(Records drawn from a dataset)
--- START ---
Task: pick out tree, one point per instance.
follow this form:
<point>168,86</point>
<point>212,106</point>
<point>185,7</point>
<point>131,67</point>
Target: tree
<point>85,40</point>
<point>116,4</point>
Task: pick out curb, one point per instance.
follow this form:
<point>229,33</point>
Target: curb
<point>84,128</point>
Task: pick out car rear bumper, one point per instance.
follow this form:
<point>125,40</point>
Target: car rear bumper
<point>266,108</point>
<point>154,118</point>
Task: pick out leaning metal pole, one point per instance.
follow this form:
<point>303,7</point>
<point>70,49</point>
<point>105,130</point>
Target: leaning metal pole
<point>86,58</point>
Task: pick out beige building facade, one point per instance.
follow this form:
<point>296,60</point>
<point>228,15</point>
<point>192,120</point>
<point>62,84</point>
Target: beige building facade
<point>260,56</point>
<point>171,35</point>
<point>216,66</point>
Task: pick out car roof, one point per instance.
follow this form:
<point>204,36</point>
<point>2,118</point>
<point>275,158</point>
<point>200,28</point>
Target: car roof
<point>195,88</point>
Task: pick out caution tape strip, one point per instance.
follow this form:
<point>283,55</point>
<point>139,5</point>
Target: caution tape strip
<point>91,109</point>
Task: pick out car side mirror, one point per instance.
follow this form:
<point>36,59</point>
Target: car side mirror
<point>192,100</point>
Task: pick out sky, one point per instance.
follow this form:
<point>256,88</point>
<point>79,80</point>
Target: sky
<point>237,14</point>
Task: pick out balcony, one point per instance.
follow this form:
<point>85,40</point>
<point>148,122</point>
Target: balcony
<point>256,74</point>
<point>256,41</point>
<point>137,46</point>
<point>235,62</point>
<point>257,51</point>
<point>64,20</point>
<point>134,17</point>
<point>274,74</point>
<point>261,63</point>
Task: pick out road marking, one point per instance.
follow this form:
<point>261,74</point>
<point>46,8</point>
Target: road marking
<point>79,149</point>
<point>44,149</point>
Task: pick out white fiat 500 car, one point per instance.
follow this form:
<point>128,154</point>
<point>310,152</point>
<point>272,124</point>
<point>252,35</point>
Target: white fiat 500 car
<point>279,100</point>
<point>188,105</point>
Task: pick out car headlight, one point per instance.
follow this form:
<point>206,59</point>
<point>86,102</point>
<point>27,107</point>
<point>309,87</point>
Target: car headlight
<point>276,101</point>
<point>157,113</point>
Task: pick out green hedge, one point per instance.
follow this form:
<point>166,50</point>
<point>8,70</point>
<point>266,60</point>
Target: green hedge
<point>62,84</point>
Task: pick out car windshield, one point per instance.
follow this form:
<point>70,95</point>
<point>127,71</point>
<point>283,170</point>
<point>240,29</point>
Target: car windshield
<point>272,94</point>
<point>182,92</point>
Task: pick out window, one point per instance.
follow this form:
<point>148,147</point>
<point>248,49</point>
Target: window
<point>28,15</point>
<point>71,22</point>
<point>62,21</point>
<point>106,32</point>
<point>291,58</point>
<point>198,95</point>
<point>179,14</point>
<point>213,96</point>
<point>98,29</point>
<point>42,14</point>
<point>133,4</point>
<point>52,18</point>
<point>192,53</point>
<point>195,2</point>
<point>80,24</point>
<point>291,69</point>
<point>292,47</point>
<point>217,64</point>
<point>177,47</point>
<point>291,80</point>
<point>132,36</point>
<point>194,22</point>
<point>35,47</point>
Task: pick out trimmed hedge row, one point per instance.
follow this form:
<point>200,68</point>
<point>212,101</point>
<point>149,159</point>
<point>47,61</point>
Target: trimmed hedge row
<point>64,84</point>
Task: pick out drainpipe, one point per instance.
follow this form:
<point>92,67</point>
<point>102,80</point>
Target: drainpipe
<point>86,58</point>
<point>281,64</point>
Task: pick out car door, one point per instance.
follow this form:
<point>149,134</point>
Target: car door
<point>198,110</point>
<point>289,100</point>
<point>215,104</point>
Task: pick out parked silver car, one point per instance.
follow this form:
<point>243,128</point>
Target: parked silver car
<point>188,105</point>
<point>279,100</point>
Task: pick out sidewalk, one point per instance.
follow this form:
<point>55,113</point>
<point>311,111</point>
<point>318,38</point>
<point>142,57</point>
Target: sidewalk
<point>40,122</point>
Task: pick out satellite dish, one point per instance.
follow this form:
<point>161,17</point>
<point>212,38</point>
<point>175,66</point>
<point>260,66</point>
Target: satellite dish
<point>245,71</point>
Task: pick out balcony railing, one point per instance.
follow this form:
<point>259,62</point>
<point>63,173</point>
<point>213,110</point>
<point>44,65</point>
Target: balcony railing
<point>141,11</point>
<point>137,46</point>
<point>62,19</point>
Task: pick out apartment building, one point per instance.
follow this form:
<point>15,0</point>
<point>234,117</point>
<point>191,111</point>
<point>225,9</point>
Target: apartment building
--- END ---
# Instructions to follow:
Restate every record exactly, leaving nothing out.

# Written answer:
Task: pick out tree, one point per instance.
follow this form:
<point>168,86</point>
<point>212,106</point>
<point>185,7</point>
<point>131,67</point>
Target: tree
<point>85,40</point>
<point>116,4</point>
Task: pick out curb, one point per instance.
follow this form:
<point>229,33</point>
Target: curb
<point>84,128</point>
Task: pick out car rear bumper, one point per instance.
follow this form:
<point>125,40</point>
Target: car rear bumper
<point>266,108</point>
<point>154,118</point>
Task: pick out leaning metal pole, one point per instance.
follow this form:
<point>303,7</point>
<point>70,49</point>
<point>105,130</point>
Target: leaning metal pole
<point>86,58</point>
Task: pick out beige building facade, one point per instance.
follow this form:
<point>296,60</point>
<point>228,15</point>
<point>192,120</point>
<point>62,84</point>
Target: beige building facade
<point>260,56</point>
<point>171,35</point>
<point>216,66</point>
Task: pick out car roof, one point per instance.
follow this form:
<point>204,36</point>
<point>2,118</point>
<point>275,158</point>
<point>200,28</point>
Target: car roof
<point>195,88</point>
Task: pick out caution tape strip, one point per instance.
follow this form:
<point>283,55</point>
<point>139,5</point>
Target: caution tape strip
<point>91,109</point>
Task: pick out car side mirror, one point per instance.
follow this form:
<point>36,59</point>
Target: car side mirror
<point>192,100</point>
Task: pick out sky, one point per instance.
follow this form:
<point>256,88</point>
<point>79,80</point>
Target: sky
<point>237,14</point>
Task: pick out balcony, one point per instance.
follow this form:
<point>85,40</point>
<point>148,122</point>
Target: balcony
<point>256,74</point>
<point>256,41</point>
<point>137,46</point>
<point>235,62</point>
<point>257,51</point>
<point>64,20</point>
<point>134,17</point>
<point>274,74</point>
<point>261,63</point>
Task: pick out road marking, one point per instance.
follow this form:
<point>261,74</point>
<point>46,8</point>
Target: road marking
<point>79,149</point>
<point>44,149</point>
Task: pick out white fiat 500 car, one point per instance.
follow this form:
<point>128,154</point>
<point>310,152</point>
<point>272,124</point>
<point>252,35</point>
Target: white fiat 500 car
<point>279,100</point>
<point>188,105</point>
Task: pick out car headlight, one point per instance.
follow this form:
<point>206,59</point>
<point>86,102</point>
<point>27,107</point>
<point>309,87</point>
Target: car headlight
<point>276,101</point>
<point>157,113</point>
Task: pick out green hedge, one point per instance.
follow this form:
<point>166,50</point>
<point>8,70</point>
<point>266,60</point>
Target: green hedge
<point>62,84</point>
Task: pick out car windshield, one point per instance.
follow this form:
<point>70,95</point>
<point>127,71</point>
<point>283,170</point>
<point>240,29</point>
Target: car windshield
<point>272,94</point>
<point>182,92</point>
Task: pick out window, one point per instance.
follow this form:
<point>148,147</point>
<point>248,49</point>
Target: window
<point>28,15</point>
<point>71,22</point>
<point>62,21</point>
<point>106,32</point>
<point>291,58</point>
<point>198,95</point>
<point>179,14</point>
<point>213,96</point>
<point>98,29</point>
<point>42,14</point>
<point>133,4</point>
<point>52,18</point>
<point>192,53</point>
<point>195,2</point>
<point>80,24</point>
<point>291,69</point>
<point>292,47</point>
<point>217,64</point>
<point>177,47</point>
<point>291,80</point>
<point>132,36</point>
<point>194,22</point>
<point>35,47</point>
Task: pick out trimmed hedge row, one point per instance.
follow this form:
<point>200,68</point>
<point>212,101</point>
<point>149,159</point>
<point>47,61</point>
Target: trimmed hedge row
<point>64,84</point>
Task: pick out drainpipe, one point per instance.
follow this form:
<point>92,67</point>
<point>102,80</point>
Target: drainpipe
<point>86,58</point>
<point>281,64</point>
Task: pick out car door, one point per instance.
follow this form:
<point>149,134</point>
Target: car door
<point>198,110</point>
<point>289,100</point>
<point>215,104</point>
Task: pick out parked silver car, one point per instance.
follow this form:
<point>243,128</point>
Target: parked silver car
<point>188,105</point>
<point>279,100</point>
Task: pick out sidewalk, one point per instance.
follow this form:
<point>55,113</point>
<point>311,111</point>
<point>318,38</point>
<point>142,57</point>
Target: sidewalk
<point>40,122</point>
Task: pick out satellite dish, one point per instance.
follow this form:
<point>161,17</point>
<point>212,38</point>
<point>175,66</point>
<point>260,66</point>
Target: satellite dish
<point>245,71</point>
Task: pick out balcony railing, one point per instance.
follow this form:
<point>259,62</point>
<point>63,173</point>
<point>213,110</point>
<point>44,65</point>
Target: balcony railing
<point>141,11</point>
<point>137,46</point>
<point>62,19</point>
Task: pick out apartment building, one point per instance.
follow this form:
<point>15,0</point>
<point>234,117</point>
<point>191,111</point>
<point>225,9</point>
Target: apartment building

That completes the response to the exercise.